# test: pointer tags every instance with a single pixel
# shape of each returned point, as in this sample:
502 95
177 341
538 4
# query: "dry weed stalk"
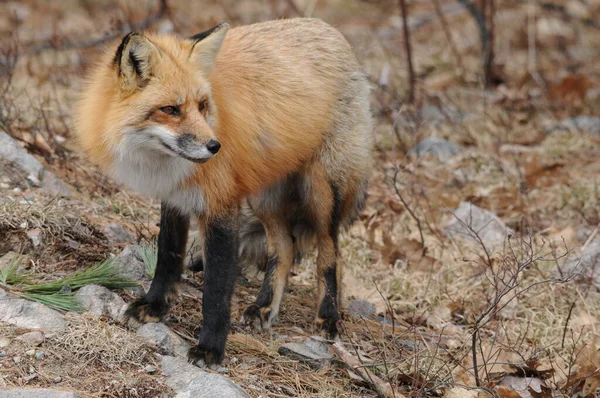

# [Exercise goal]
Convert the lines of the items above into a JSON list of strings, one string per line, skipping blank lines. Leave the pictures out.

# [Result of this exercise]
[
  "# test: pointer tags every instance with a single pixel",
  "# shape of each returned point, as in this sample:",
  "502 95",
  "177 341",
  "538 4",
  "# query: \"dry weed stalk\""
]